TASK DIRECTIONS.
Rewrite all of the records below, replacing "integer pixel values" with "whole-number pixel coordinates" wherever it occurs and leaving everything else unchanged. Omit the pictures from your answer.

━━ EXTRACTED INFORMATION

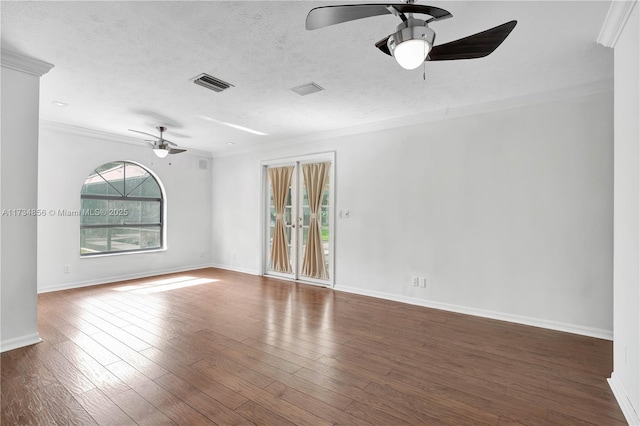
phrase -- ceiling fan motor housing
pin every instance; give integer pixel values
(411, 29)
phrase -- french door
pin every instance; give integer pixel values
(298, 219)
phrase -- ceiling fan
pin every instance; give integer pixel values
(161, 146)
(412, 43)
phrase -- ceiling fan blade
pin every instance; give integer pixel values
(474, 46)
(382, 45)
(144, 133)
(324, 16)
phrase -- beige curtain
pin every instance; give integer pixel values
(280, 178)
(315, 179)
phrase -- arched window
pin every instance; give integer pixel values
(121, 211)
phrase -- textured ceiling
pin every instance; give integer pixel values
(121, 65)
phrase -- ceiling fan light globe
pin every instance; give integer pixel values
(161, 152)
(411, 44)
(411, 54)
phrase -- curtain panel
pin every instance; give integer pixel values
(315, 179)
(280, 178)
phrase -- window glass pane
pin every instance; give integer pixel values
(124, 238)
(150, 212)
(324, 216)
(122, 181)
(287, 215)
(93, 241)
(150, 237)
(306, 215)
(91, 212)
(134, 175)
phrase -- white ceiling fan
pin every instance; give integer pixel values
(161, 146)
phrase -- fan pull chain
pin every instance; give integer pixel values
(424, 64)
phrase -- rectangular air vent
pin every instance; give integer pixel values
(210, 82)
(307, 89)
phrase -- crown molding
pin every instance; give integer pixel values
(106, 136)
(26, 64)
(573, 92)
(616, 19)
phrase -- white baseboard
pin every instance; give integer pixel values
(623, 401)
(117, 278)
(235, 269)
(519, 319)
(19, 342)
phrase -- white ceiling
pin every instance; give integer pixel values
(121, 65)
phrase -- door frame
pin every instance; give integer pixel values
(329, 156)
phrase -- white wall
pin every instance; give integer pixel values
(19, 171)
(66, 157)
(508, 213)
(625, 379)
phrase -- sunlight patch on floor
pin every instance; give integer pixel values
(158, 286)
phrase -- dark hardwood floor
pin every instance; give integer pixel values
(219, 347)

━━━━

SOLUTION BELOW.
phrase -- ceiling fan motor housing
pin every instance; give whole-number pixel coordinates
(411, 29)
phrase -- french door
pin every instance; give whole-number pixel coordinates
(298, 219)
phrase -- ceiling fan
pin every instance; give whole-number pixel coordinates
(161, 146)
(412, 43)
phrase -- ceiling fan blade
pin every instance; give whole-number pixel coordinates
(474, 46)
(382, 45)
(144, 133)
(324, 16)
phrase -- beige curtain
pin every instance; give whole-number pixel coordinates
(280, 178)
(315, 179)
phrase -- arched window
pin every instance; give whole-number pixel coordinates
(121, 211)
phrase -- textured ceiling
pin every instance; give whole-number pixel coordinates
(121, 65)
phrase -- ceiling fan light globe
pin every instance; give whole-number pixel coordinates
(161, 152)
(411, 44)
(411, 54)
phrase -- curtain panel
pin every instance; give whole-number pixel coordinates
(315, 179)
(280, 178)
phrase -- window glass pane
pin every instance; give whole-number pixel coordinates
(124, 238)
(150, 212)
(324, 216)
(122, 181)
(287, 215)
(93, 241)
(150, 237)
(306, 215)
(91, 212)
(134, 175)
phrase -- white ceiling fan
pin every instance; give whole-number pixel coordinates
(161, 146)
phrase -- fan pull chain
pin every instance; give whole-number pixel coordinates
(424, 64)
phrase -- rectangular air vent
pin every instance; give whole-number pixel coordinates
(210, 82)
(307, 89)
phrase -- crown molding
pin every instance; give whole-number pixel coordinates
(106, 136)
(26, 64)
(573, 92)
(616, 19)
phrase -- white baseboard
pin every instance; give whole-number pixel coordinates
(623, 401)
(117, 278)
(235, 269)
(519, 319)
(19, 342)
phrase -- white ceiling
pin every instance; give whole-number pixel coordinates
(121, 65)
phrase -- door frame
pin every instance; give whole-number pixel coordinates
(329, 156)
phrase -- white wall
pin every instance; give whole-number pixel coordinates
(19, 171)
(66, 157)
(508, 213)
(625, 379)
phrase -- sunlight patch on floor
pin every instance; give whole-number pixel coordinates
(158, 286)
phrase -- dark hardwood floor
pin every instance; give whole-number pixel coordinates
(219, 347)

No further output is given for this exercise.